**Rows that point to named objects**
_ _ _

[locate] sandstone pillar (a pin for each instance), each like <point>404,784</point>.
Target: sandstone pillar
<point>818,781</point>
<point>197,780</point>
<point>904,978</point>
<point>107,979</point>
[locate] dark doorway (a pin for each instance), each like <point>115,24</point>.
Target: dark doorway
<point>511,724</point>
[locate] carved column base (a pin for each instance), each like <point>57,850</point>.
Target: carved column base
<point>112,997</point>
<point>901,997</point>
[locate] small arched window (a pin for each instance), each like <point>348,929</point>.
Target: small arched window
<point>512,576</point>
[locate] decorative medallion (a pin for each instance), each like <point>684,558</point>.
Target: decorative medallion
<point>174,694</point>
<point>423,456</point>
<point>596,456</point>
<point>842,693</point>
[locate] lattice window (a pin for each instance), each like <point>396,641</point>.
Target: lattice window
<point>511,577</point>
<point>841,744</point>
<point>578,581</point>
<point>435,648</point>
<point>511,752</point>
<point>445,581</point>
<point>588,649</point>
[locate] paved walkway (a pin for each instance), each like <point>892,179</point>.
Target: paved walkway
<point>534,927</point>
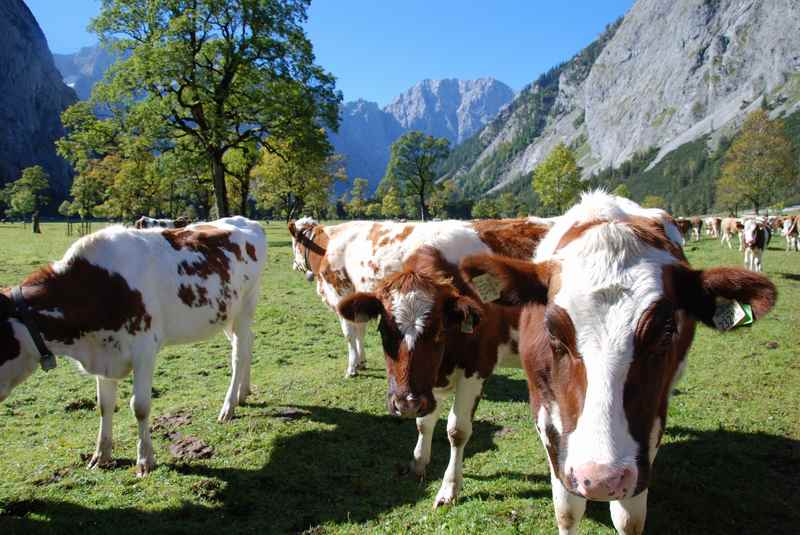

_ _ _

**EXERCISE REQUIREMENTS**
Convert the rows above into a numbered list with one line per item, omitting any blank lines. Leave the pictures out of the answer.

**COMPLETED TASK**
1. [locate] sandstone pillar (a pin for each instance), each like <point>404,784</point>.
2. Target: sandstone pillar
3. <point>818,781</point>
4. <point>197,780</point>
5. <point>904,978</point>
6. <point>107,979</point>
7. [locate] dark doorway (a pin for each instance), each like <point>115,24</point>.
8. Target: dark doorway
9. <point>511,724</point>
10. [locate] carved column base (a pin for each instance), each like <point>57,850</point>.
11. Target: carved column base
12. <point>112,997</point>
13. <point>901,997</point>
14. [locate] small arched window (a pin for each instance), each like <point>348,929</point>.
15. Target: small arched window
16. <point>512,576</point>
17. [locate] decorative medallion (a pin for each instance), each like <point>684,558</point>.
18. Target: decorative medallion
19. <point>174,694</point>
20. <point>423,456</point>
21. <point>596,456</point>
22. <point>842,693</point>
23. [locate] lattice window (a pin for each instance), each like <point>396,641</point>.
24. Target: lattice window
25. <point>511,577</point>
26. <point>841,744</point>
27. <point>578,581</point>
28. <point>435,648</point>
29. <point>511,752</point>
30. <point>445,581</point>
31. <point>588,649</point>
32. [locate] paved walkway (a pin for each instance), each like <point>892,179</point>.
33. Target: paved walkway
34. <point>534,927</point>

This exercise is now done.